§ **SOURCE DOCUMENT**:
SPECTRE is a Transformer-based foundation model for 3D Computed Tomography (CT) scans, trained using self-supervised learning (SSL) and cross-modal vision–language alignment (VLA). It provides rich and generalizable representations from medical imaging data, which can be fine-tuned for downstream tasks such as segmentation, classification, and anomaly detection.
SPECTRE has been trained on a large cohort of open-source CT scans of the human abdomen and thorax, as well as paired radiology reports and Electronic Health Record data, enabling it to capture representations that generalize across datasets and clinical settings.
This repository provides pretrained SPECTRE models together with tools for fine-tuning and evaluation.
The pretrained SPECTRE model can easily be imported as follows:
from spectre import SpectreImageFeatureExtractor, MODEL_CONFIGS
import torch
config = MODEL_CONFIGS['spectre-large-pretrained']
model = SpectreImageFeatureExtractor.from_config(config)
model.eval()
# Dummy input: (batch, crops, channels, height, width, depth)
# For a (3 x 3 x 4) grid of (128 x 128 x 64) CT patches -> Total scan size (384 x 384 x 256)
x = torch.randn(1, 36, 1, 128, 128, 64)
with torch.no_grad():
features = model(x, grid_size=(3, 3, 4))

§ **EXERCISES TO COMPLETE**:
A. Reproduce the part of the SPECTRE page that opens with the words containing "SPECTRE has been" and closes with "model = SpectreImageFeatureExtractor.from_config(config)".
B. Write the text that follows the last line of the SPECTRE page.

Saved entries

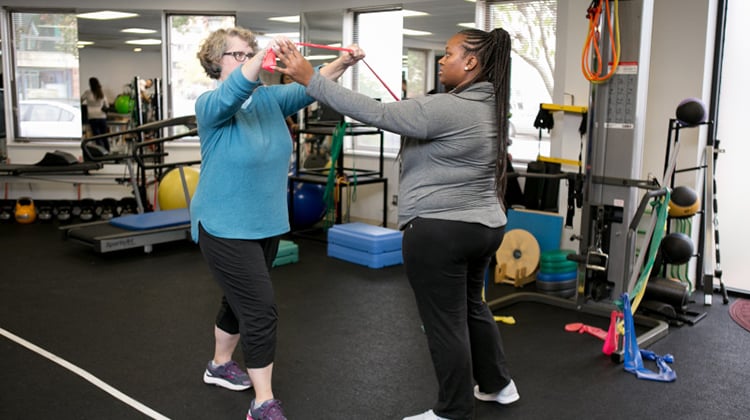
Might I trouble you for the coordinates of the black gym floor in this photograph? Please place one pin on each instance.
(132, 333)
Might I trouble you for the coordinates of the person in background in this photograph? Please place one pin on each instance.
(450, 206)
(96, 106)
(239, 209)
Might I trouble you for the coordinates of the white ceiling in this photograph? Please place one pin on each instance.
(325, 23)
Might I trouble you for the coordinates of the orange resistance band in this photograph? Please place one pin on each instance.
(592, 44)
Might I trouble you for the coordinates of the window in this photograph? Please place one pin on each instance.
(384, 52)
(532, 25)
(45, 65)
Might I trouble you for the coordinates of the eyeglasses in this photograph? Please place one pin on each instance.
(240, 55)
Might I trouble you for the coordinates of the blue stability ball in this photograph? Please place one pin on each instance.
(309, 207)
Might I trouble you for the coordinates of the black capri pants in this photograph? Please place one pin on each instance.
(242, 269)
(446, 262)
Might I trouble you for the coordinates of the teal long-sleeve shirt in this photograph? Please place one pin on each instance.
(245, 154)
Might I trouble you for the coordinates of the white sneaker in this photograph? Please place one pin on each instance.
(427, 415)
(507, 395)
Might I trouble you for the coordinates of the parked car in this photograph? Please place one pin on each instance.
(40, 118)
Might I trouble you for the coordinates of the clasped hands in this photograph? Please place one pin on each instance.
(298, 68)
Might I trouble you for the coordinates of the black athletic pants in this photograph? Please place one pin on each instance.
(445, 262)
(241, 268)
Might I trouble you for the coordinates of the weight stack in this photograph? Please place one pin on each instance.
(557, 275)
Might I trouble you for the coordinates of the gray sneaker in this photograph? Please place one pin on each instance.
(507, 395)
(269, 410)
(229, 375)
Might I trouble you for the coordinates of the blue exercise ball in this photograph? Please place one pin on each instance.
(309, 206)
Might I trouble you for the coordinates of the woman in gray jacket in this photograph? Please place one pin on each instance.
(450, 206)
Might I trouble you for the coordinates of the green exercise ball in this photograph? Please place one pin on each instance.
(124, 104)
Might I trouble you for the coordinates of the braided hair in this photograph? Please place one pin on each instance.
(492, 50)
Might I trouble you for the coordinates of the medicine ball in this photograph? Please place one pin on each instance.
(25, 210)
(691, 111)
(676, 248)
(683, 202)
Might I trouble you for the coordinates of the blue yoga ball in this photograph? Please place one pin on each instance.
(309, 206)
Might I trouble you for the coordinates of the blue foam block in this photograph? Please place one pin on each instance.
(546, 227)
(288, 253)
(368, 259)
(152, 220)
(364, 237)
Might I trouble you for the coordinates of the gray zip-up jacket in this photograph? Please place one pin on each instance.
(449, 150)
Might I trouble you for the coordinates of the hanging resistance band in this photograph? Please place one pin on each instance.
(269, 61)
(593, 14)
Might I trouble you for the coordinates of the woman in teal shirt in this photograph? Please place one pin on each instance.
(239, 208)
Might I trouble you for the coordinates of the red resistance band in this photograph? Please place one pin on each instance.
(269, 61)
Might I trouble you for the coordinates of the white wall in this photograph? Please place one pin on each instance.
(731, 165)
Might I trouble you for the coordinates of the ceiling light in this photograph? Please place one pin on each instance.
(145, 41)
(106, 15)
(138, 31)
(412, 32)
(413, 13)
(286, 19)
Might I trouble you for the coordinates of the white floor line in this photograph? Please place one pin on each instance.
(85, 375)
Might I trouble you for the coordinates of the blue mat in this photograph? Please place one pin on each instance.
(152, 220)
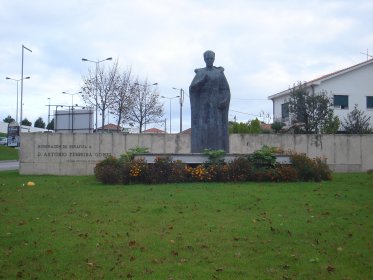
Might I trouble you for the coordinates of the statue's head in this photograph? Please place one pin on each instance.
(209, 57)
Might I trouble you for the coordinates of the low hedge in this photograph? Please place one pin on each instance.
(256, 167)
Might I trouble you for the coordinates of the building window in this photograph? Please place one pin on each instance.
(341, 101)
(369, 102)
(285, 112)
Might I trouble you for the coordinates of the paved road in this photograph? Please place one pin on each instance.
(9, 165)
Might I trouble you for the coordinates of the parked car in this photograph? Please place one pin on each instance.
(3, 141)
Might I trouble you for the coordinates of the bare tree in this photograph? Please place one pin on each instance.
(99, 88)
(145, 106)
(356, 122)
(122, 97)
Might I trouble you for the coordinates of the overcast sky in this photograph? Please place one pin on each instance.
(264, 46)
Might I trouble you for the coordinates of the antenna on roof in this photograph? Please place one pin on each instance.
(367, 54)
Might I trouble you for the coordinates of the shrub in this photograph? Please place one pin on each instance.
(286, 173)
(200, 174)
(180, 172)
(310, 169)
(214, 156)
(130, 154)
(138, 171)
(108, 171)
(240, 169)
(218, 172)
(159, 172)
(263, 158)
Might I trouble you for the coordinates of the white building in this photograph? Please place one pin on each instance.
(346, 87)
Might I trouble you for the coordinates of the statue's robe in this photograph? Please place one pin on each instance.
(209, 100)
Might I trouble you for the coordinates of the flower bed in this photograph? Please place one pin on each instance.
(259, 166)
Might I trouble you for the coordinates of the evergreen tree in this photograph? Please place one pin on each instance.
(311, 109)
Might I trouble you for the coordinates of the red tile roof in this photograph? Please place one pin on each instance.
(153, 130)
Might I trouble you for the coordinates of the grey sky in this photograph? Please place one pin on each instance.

§ **RESULTS OF THE TASKS**:
A.
SPECTRE has been trained on a large cohort of open-source CT scans of the human abdomen and thorax, as well as paired radiology reports and Electronic Health Record data, enabling it to capture representations that generalize across datasets and clinical settings.
This repository provides pretrained SPECTRE models together with tools for fine-tuning and evaluation.
The pretrained SPECTRE model can easily be imported as follows:
from spectre import SpectreImageFeatureExtractor, MODEL_CONFIGS
import torch
config = MODEL_CONFIGS['spectre-large-pretrained']
model = SpectreImageFeatureExtractor.from_config(config)

B.
print("Features shape:", features.shape)Alternatively, you can download the weights of the separate components through HuggingFace using the following links:
| Architecture | Input Modality | Pretraining Objective | Model Weights |
|---|---|---|---|
| SPECTRE-ViT-Local | CT crops | SSL | Link |
| SPECTRE-ViT-Local | CT crops | SSL + VLA | Link |
| SPECTRE-ViT-Global | Embedded CT crops | VLA | Link |
| Qwen3-Embedding-0.6B LoRA | Text (radiology) | VLA | Link |
This repository is organized as follows:
-
🚀
src/spectre/– Contains the core package, including:- Pretraining methods
- Model architectures
- Data handling and transformations
-
🛠️
src/spectre/configs/– Stores configuration files for different training settings. -
🔬
experiments/– Includes Python scripts for running various pretraining and downstream experiments. -
🐳
Dockerfile– Defines the environment for running a local version of SPECTRE inside a container.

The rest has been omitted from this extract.